Wednesday, December 21, 2005

A Christmas Blog

Ahoy, ye faithful. As my gift to you loyal readers, I give you a Christmas blog.

This is in lieu of presents, of course.

Speaking of presents, next year I believe I will change my Christmas philosophy. Instead of burdening myself with the costs and worries of giving gifts, I shall give my love and friendship instead.

I mean, really, what more could a person ask for from me? Is that not the greatest gift that I can give? No? A big-screen television with a built in TiVO would be better, you say? Shame!

Going along with this thinking, I will not be bothered if friends and family forego giving me presents. I like presents as much as the next person, but if I'm not giving them out, I certainly don't expect any.

Also, I shall bypass any family activities that involve lots of people gathering together and talking rather loud. I will let my family join in activities like this, but I shall abstain and stay home eating Oreos and pumpkin pie. I will let them bring me a big plate loaded down with mashed potatoes, smoked turkey and ham, along with my other favorites.
────
Work to complete —
A. List every food named in the Christmas blog post.
B. Quote the Christmas blog post word for word, starting at "This is in lieu" and ending at "and friendship instead.".

Exercise data —
────
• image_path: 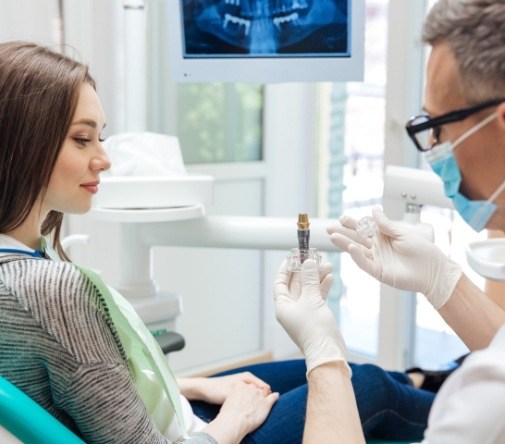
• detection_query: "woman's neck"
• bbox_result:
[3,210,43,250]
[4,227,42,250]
────
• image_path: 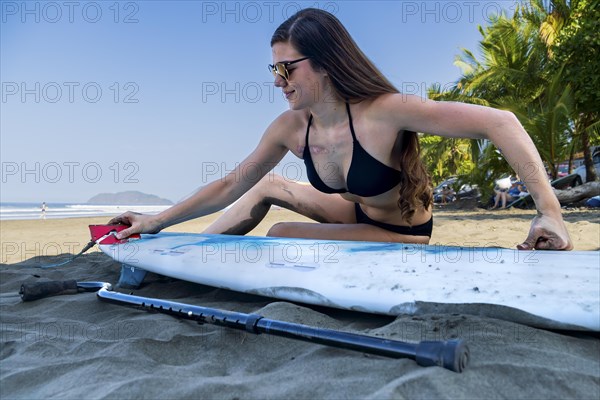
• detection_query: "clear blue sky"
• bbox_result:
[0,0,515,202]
────
Responses per task —
A. Oreos, pumpkin pie, mashed potatoes, smoked turkey, ham

B.
This is in lieu of presents, of course.

Speaking of presents, next year I believe I will change my Christmas philosophy. Instead of burdening myself with the costs and worries of giving gifts, I shall give my love and friendship instead.